Complete the following =>
1: For each statement, (a), (b), and (c), decide whether the forum thread below about joining tables on names agrees with it. Give yes or no, and quote the deciding words from the thread.
(a) The data sources share a common field that can be used for the join.
(b) The reply says Alteryx has a built-in tool for fuzzy matching.
(c) The person replying says the tool is often used to its full potential.
2: Carry on the forum thread below about joining tables on names, starting after its final sentence.

Text to read =>

━━━━━━

I am working on a workflow where I need to join multiple data sources to get the required information. The problem is these data sources doesnt have a common field to join on. My safe bet is to join on names and get the email id that can be used to join multiple data sources. But the problem is that the names in different tables are not in the same format to join.
Table 1:
Mickey Mouse
Duck Donald
Duck Donald
Alvin Li
Mickey Mouse
Table 2:
Mickey x Mouse
Donald Duck
Alvin C Li
Is there a way to join these two sources and get the required information?
Solved! Go to Solution.
Hi @msve!
This sounds like an exact description of Fuzzy Matching. Luckily Alteryx has a tool for this built in, however it is a little complex at first and I rarely see it used to its full potential.
If you'd like to read more about the tool, you can here!
However, I think i have made a workflow that should do this for you.

━━━━━━

Given records =>
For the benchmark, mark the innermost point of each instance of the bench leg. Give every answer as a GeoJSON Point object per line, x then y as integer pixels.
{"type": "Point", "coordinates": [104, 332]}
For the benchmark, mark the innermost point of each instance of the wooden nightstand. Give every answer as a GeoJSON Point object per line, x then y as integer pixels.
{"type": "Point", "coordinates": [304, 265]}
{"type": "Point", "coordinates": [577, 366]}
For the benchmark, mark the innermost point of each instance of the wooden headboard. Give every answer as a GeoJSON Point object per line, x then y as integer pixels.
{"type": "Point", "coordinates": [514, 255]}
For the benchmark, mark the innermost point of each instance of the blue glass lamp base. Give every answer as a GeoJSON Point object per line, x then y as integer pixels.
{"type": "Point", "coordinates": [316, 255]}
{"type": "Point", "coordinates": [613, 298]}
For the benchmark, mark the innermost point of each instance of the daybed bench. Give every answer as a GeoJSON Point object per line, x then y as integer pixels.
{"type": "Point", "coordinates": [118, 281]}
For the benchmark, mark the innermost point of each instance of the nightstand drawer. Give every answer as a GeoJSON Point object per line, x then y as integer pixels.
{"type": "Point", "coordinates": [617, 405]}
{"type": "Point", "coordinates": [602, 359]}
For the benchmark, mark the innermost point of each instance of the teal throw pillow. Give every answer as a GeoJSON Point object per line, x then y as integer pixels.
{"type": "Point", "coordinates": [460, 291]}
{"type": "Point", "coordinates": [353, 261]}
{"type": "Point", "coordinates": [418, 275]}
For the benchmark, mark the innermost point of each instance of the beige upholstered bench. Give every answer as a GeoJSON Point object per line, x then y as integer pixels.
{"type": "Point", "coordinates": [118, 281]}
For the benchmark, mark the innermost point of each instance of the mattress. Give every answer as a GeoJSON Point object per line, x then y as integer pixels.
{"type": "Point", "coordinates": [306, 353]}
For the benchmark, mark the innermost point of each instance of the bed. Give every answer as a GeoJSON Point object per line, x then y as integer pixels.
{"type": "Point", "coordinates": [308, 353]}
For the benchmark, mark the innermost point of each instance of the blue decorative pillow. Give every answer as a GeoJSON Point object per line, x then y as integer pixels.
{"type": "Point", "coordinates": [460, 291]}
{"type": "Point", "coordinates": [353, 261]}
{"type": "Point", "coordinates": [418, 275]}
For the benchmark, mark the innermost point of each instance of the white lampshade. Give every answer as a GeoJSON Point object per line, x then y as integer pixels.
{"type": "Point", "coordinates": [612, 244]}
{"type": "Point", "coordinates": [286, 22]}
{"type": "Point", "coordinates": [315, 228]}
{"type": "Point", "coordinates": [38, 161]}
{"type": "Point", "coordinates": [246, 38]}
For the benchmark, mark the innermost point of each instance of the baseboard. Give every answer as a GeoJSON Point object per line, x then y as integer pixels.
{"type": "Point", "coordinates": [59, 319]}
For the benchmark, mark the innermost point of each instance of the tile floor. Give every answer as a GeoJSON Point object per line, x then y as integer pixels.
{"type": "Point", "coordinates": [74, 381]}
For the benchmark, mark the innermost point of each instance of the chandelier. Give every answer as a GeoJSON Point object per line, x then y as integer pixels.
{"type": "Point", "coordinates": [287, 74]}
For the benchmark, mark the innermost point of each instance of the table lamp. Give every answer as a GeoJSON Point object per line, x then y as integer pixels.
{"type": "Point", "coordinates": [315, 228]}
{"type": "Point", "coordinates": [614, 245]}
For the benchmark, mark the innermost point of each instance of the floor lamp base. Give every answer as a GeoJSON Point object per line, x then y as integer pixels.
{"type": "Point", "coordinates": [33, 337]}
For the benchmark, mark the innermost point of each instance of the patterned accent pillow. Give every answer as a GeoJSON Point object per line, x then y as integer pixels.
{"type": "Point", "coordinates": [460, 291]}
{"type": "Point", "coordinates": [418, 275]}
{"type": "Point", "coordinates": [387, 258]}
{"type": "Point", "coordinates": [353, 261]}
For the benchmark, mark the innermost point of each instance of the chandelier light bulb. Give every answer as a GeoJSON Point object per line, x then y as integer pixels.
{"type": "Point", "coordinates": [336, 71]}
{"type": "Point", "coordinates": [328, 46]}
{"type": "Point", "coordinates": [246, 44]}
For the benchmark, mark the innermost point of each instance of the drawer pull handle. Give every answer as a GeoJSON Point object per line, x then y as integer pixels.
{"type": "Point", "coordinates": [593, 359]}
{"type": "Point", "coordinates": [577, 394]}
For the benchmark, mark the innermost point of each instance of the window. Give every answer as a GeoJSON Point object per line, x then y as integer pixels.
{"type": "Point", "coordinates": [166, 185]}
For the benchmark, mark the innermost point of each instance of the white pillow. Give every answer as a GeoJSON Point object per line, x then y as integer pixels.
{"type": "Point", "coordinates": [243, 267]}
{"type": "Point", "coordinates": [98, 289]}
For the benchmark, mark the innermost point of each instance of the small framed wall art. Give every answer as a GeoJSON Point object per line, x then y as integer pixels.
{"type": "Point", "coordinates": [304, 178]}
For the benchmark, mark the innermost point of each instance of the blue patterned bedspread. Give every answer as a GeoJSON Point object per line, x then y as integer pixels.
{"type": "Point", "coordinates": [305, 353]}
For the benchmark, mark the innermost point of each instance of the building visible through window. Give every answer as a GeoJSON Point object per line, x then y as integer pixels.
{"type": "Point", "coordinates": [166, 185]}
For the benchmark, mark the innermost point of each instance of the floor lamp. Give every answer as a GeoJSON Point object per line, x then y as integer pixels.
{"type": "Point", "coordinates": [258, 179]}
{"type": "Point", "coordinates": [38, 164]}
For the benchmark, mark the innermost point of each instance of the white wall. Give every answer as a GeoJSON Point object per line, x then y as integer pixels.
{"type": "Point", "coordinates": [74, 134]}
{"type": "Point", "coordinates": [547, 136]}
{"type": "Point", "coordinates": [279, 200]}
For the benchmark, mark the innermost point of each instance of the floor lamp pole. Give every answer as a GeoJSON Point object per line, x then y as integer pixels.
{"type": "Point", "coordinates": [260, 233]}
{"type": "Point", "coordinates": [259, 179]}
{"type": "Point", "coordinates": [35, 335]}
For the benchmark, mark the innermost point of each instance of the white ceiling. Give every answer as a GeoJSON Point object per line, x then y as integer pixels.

━━━━━━

Answers by task =>
1:
(a) No: "these data sources doesnt have a common field to join on."
(b) Yes: "Luckily Alteryx has a tool for this built in"
(c) No: "I rarely see it used to its full potential."

2:
The method to do so, is to union the data so we have a long list of all the data. Then assign a record ID (as is required in the fuzzy match tool), and run it through fuzzy matching. The main configuration here is:
The threshold (how close they have to be, to be classed as a 'match'), the field name (in this case, we want to compare 'name'), and the Match Style (there's multiple options for this, but we are looking at names with potential nicknames, so that's the option i have chosen).
The output from this, is what records match:
Now as you can see, there are two for each. This is because it will say that 3 is a match of 6, but also 6 is a match of 3. In order to remove these, i simply applied a sample tool, to take the first of each record, and then join them back based on the record ID.
I have attached the workflow, please let me know if this is suitable, or if you have any questions!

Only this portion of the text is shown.